> _What this task involves_
Please give everything from the start of the entries down to the line containing "x=159, y=56", both ends included, as a Markdown table with the columns Row and Line. Number each line in Row and leave out blank lines.

(Stored items)
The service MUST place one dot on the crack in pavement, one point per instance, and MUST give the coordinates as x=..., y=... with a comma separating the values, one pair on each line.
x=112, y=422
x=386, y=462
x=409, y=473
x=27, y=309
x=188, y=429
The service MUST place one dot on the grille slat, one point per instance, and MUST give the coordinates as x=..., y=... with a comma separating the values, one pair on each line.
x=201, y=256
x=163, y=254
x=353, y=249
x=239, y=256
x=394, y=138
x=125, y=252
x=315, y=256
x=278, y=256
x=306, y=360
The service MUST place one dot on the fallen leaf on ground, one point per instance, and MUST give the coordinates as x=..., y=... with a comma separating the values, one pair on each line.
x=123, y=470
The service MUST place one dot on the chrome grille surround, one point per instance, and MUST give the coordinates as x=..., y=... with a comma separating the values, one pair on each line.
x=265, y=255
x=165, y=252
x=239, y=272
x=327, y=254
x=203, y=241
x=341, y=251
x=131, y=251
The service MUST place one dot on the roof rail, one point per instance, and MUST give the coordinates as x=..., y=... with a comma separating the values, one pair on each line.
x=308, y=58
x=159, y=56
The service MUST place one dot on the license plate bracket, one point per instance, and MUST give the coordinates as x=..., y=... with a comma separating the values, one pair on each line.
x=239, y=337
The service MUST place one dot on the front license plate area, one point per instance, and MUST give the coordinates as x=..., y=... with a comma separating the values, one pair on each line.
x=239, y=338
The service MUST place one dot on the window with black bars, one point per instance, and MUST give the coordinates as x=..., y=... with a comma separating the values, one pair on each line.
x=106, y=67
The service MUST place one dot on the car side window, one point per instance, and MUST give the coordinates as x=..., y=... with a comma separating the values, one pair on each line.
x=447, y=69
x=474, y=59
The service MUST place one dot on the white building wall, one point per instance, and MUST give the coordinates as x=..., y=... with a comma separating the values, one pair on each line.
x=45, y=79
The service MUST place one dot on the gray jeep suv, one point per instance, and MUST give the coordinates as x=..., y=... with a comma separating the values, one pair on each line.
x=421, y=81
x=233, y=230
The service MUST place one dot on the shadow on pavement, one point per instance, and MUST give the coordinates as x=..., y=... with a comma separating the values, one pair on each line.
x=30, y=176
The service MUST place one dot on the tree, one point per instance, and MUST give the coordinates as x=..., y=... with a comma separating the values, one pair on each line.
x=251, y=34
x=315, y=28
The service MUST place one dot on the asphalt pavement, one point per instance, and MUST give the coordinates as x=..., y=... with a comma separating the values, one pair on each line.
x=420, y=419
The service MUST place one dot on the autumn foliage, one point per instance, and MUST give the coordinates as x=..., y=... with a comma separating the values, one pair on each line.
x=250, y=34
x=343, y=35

> _Expected output_
| Row | Line |
|---|---|
| 1 | The service MUST place one dot on the crack in pavement, one point per instance, and MUST give the coordinates as x=..., y=... with a comma separating the values, one pair on each line. |
| 2 | x=112, y=422 |
| 3 | x=386, y=462 |
| 4 | x=409, y=473 |
| 5 | x=27, y=309 |
| 6 | x=188, y=429 |
| 7 | The service MUST place one dot on the grille slat, one point per instance, and MUST give the coordinates as x=..., y=... with a comma separating the values, one pair on each line. |
| 8 | x=201, y=256 |
| 9 | x=163, y=254 |
| 10 | x=353, y=249 |
| 11 | x=239, y=256 |
| 12 | x=394, y=138 |
| 13 | x=125, y=252 |
| 14 | x=315, y=256 |
| 15 | x=278, y=256 |
| 16 | x=306, y=360 |
| 17 | The service MUST place one dot on the fallen leaf on ground, one point per instance, and MUST give the coordinates as x=..., y=... with a comma separating the values, one pair on each line. |
| 18 | x=123, y=470 |
| 19 | The service MUST place one dot on the chrome grille surround, one point per instance, and MUST give the coordinates as x=..., y=... with a comma separating the values, one pair on each line. |
| 20 | x=265, y=255 |
| 21 | x=165, y=252 |
| 22 | x=239, y=272 |
| 23 | x=327, y=254 |
| 24 | x=203, y=241 |
| 25 | x=341, y=251 |
| 26 | x=131, y=251 |
| 27 | The service MUST place one dot on the roof rail, one point per instance, and MUST give the coordinates as x=..., y=... with a comma separating the values, one pair on each line. |
| 28 | x=308, y=58 |
| 29 | x=159, y=56 |